→ **What you have to do**
From the data below, set down exactly the lines between the one holding "target | upper arm" and the one holding "target | cheek", inclusive, and no others.

→ **Provided material**
|---|
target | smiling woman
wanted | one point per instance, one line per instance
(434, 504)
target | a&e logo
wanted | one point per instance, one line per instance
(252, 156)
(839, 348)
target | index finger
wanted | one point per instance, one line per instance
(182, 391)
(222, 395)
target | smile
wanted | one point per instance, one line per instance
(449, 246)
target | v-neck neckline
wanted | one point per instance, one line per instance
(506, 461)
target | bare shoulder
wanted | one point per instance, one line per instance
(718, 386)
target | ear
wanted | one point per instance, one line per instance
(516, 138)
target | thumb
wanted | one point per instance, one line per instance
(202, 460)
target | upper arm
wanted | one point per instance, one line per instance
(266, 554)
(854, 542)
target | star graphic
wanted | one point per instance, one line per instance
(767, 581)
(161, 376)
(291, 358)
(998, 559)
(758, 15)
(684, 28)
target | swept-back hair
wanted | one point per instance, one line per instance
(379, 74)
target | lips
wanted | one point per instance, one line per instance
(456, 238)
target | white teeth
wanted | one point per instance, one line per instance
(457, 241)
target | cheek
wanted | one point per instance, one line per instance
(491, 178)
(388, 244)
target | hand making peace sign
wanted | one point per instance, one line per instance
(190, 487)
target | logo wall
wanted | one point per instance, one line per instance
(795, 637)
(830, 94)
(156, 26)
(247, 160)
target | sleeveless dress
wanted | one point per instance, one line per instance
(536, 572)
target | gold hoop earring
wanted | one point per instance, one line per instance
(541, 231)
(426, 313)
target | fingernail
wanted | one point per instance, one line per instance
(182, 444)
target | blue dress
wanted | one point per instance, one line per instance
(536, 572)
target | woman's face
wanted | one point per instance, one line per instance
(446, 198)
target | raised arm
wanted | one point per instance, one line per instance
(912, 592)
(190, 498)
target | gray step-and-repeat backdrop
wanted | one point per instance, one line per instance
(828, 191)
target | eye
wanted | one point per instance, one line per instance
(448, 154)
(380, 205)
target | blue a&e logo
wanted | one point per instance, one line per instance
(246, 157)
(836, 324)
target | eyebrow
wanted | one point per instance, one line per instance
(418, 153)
|---|
→ **Answer to the exercise**
target | upper arm
wanted | one point per instance, one line per instance
(266, 554)
(854, 542)
target | star graphic
wanted | one point per instance, one line per instance
(767, 581)
(161, 376)
(291, 358)
(998, 559)
(758, 15)
(684, 28)
target | swept-back hair
wanted | one point per instance, one line per instance
(379, 74)
target | lips
wanted | one point per instance, one line per instance
(456, 238)
target | white teeth
wanted | one point per instance, one line per instance
(457, 241)
target | cheek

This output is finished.